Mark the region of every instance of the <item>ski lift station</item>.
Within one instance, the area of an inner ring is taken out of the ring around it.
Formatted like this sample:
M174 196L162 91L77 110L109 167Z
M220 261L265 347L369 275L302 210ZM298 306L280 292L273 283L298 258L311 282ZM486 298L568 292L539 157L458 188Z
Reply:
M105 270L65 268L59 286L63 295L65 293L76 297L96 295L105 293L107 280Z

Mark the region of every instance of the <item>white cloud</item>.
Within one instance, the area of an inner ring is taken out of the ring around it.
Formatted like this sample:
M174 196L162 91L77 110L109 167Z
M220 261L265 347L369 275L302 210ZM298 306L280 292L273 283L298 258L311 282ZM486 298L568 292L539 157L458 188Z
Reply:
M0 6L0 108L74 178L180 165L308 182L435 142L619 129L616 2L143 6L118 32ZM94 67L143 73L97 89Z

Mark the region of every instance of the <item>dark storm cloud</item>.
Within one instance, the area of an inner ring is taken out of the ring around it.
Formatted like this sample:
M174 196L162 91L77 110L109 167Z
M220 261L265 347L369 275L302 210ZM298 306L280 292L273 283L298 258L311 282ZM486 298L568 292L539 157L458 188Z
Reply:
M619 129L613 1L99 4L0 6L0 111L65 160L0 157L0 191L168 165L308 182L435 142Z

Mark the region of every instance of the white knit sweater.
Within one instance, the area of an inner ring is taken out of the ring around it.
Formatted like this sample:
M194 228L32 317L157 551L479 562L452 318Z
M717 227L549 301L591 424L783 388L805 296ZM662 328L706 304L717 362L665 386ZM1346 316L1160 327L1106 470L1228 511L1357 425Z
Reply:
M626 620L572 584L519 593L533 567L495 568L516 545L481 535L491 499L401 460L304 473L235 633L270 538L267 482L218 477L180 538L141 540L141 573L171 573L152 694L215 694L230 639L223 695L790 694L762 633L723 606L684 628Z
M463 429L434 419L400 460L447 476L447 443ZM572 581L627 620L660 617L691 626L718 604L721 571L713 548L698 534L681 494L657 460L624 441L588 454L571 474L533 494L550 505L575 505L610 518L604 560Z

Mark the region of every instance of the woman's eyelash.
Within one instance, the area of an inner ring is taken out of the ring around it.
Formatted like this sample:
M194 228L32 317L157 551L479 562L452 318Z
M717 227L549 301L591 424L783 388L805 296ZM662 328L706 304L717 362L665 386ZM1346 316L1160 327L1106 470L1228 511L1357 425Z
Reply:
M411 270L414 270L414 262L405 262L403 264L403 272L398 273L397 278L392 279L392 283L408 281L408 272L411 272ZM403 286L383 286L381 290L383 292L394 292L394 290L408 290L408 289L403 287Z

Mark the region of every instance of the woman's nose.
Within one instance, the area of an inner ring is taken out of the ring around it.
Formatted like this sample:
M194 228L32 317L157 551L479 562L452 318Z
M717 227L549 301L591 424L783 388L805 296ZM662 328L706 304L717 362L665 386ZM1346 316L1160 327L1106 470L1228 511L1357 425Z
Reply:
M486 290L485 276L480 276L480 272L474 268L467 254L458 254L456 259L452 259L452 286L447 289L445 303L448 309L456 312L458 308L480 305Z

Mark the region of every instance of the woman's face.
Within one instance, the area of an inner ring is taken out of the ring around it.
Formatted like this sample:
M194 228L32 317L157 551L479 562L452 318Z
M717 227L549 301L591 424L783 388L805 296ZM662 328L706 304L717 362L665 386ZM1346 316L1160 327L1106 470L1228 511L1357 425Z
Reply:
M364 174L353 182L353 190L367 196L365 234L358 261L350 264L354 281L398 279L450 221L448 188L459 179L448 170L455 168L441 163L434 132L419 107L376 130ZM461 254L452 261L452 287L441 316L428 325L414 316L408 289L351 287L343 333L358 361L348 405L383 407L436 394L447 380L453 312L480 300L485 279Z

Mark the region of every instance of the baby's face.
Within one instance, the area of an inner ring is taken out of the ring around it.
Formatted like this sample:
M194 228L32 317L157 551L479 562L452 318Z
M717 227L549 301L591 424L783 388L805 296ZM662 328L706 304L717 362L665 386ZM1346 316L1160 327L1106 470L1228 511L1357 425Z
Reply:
***
Update the stretch of the material from the line containing "Mark the region of every instance of the <item>dark" through the line containing "M619 129L613 1L99" by replacing "dark storm cloud" with "gray storm cloud". Give back only those lines, with nothing else changed.

Mark the region of every instance of the <item>gray storm cloud</item>.
Within one instance, the area of an inner ring is taken out of the ring around it.
Formatted like this sample:
M174 196L162 91L77 110L109 167Z
M220 261L265 347L369 275L302 210ZM298 306L280 292L273 283L298 258L311 282ZM486 298L568 292L539 157L458 188Z
Reply:
M619 129L613 1L99 4L0 6L0 111L65 160L0 157L0 191L168 165L308 182L435 142Z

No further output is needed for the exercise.